■ What the exercise asks ■
Return only the number of lines in the data below where the word "yellow" appears.

■ Records for processing ■
────────────────────────────────────────

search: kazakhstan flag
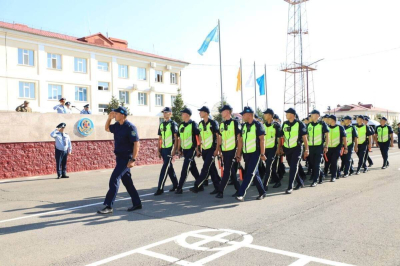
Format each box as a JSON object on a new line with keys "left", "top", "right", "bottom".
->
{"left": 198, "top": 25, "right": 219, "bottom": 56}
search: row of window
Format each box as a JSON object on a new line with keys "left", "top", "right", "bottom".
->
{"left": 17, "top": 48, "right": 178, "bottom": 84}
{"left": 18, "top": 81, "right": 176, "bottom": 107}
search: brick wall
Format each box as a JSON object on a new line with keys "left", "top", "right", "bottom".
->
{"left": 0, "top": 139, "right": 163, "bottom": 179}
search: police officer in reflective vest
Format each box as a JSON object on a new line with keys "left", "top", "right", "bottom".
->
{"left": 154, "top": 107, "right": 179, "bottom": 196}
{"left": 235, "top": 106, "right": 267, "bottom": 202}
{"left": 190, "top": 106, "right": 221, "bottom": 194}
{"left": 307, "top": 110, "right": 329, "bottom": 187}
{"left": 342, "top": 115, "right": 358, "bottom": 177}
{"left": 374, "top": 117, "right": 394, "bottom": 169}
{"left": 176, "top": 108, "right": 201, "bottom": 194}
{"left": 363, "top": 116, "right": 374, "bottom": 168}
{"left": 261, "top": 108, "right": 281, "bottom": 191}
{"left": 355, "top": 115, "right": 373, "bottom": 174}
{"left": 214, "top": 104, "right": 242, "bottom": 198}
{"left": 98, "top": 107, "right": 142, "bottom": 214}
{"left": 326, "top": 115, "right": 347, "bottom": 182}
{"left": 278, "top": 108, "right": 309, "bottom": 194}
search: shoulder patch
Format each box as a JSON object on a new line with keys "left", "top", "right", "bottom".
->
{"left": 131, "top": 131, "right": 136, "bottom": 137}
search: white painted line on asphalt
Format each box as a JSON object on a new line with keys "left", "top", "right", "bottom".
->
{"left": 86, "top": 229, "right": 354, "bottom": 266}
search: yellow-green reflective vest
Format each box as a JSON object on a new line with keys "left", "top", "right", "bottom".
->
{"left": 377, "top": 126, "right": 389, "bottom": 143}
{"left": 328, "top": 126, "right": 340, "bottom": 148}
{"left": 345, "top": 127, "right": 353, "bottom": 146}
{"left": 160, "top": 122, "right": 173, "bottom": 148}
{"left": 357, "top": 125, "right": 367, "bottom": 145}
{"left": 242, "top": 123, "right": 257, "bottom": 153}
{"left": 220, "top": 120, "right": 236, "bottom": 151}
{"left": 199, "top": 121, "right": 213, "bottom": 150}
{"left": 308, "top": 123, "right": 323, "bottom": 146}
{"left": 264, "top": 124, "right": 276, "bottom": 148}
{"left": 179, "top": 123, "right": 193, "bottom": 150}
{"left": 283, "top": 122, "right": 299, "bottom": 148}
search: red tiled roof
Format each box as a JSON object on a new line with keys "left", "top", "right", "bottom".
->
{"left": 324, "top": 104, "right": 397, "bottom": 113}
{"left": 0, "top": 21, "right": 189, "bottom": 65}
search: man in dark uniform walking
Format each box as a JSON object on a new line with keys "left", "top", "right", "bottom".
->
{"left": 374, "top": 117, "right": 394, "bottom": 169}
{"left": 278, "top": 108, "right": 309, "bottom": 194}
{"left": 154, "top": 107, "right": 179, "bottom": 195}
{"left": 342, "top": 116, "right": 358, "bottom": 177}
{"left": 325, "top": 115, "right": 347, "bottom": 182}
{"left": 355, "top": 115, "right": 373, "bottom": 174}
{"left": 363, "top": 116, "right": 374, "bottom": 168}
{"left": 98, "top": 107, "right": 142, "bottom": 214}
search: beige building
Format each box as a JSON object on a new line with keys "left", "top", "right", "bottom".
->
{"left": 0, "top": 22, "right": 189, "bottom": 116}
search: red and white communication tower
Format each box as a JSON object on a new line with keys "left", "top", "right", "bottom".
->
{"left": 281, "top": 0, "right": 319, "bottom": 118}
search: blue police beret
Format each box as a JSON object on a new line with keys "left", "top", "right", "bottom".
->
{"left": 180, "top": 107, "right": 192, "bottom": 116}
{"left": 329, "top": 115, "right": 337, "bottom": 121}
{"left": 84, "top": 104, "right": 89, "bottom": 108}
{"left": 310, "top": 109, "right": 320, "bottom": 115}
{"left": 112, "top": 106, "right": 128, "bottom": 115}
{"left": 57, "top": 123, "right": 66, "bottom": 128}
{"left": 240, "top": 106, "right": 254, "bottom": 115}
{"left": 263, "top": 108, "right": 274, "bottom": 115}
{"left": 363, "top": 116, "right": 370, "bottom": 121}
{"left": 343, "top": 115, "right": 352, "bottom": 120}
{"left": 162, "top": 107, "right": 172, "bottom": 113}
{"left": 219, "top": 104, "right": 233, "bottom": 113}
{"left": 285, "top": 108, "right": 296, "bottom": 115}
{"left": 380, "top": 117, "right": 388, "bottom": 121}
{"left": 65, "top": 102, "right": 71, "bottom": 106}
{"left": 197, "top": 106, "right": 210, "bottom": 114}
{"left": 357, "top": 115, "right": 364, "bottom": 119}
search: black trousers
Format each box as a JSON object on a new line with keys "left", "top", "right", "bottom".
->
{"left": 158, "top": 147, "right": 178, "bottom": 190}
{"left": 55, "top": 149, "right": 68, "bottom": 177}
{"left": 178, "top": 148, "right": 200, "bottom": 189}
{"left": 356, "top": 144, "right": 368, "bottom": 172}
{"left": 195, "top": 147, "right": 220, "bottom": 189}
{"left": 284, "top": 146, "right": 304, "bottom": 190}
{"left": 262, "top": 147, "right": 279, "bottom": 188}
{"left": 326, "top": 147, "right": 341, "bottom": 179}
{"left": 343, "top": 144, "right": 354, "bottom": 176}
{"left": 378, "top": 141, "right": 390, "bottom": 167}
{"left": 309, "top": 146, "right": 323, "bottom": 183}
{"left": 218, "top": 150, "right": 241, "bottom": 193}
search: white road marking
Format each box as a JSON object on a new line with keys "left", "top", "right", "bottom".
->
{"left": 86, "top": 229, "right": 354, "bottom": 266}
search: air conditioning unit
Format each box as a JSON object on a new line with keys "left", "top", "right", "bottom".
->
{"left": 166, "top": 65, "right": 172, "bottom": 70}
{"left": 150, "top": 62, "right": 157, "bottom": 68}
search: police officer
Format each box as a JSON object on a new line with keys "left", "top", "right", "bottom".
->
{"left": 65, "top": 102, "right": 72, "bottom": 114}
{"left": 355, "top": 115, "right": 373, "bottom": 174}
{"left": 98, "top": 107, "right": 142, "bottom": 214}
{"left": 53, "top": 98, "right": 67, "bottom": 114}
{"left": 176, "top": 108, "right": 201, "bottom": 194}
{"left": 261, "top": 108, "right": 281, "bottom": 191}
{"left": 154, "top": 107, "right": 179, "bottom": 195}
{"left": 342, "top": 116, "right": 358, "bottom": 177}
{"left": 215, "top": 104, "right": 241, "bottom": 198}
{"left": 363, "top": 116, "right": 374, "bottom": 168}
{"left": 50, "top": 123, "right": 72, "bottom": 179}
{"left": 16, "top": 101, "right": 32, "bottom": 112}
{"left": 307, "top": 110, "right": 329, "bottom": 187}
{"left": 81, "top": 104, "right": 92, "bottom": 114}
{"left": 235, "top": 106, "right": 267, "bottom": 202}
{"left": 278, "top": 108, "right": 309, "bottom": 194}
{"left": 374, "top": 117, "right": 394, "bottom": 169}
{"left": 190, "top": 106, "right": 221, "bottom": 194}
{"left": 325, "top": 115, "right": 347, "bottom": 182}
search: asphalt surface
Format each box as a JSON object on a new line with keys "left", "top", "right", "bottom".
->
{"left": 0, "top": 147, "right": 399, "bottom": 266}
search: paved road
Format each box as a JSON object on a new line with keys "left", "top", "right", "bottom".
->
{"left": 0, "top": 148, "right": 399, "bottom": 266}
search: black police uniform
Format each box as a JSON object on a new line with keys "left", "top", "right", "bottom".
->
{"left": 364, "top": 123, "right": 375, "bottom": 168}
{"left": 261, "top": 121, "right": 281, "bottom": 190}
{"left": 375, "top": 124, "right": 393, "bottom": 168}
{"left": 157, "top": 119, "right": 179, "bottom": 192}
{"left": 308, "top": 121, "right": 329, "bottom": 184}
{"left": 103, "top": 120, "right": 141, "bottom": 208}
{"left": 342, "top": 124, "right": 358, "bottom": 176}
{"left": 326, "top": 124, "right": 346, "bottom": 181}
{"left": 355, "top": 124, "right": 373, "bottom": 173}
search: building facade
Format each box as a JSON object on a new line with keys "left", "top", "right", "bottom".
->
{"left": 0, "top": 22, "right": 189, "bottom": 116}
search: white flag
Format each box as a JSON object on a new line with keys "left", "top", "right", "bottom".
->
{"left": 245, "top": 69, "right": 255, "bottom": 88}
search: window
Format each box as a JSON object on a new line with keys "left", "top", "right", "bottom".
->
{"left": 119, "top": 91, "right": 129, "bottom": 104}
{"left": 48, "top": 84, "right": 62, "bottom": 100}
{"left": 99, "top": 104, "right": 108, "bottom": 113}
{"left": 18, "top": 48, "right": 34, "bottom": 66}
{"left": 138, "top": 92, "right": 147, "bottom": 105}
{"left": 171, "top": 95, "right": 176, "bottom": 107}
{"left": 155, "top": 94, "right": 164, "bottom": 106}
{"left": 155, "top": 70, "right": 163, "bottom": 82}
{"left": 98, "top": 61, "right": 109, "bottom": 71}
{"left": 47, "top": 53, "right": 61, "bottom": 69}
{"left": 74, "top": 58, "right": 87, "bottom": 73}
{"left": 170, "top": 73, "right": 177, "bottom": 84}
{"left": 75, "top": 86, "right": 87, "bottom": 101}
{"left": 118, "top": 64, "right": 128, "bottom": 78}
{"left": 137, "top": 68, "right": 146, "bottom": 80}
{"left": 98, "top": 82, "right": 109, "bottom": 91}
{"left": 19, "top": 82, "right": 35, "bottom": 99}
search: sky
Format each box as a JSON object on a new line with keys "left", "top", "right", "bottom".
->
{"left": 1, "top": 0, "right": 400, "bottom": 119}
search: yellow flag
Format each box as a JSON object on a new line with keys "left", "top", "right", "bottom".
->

────────────────────────────────────────

■ Output for this exercise ■
2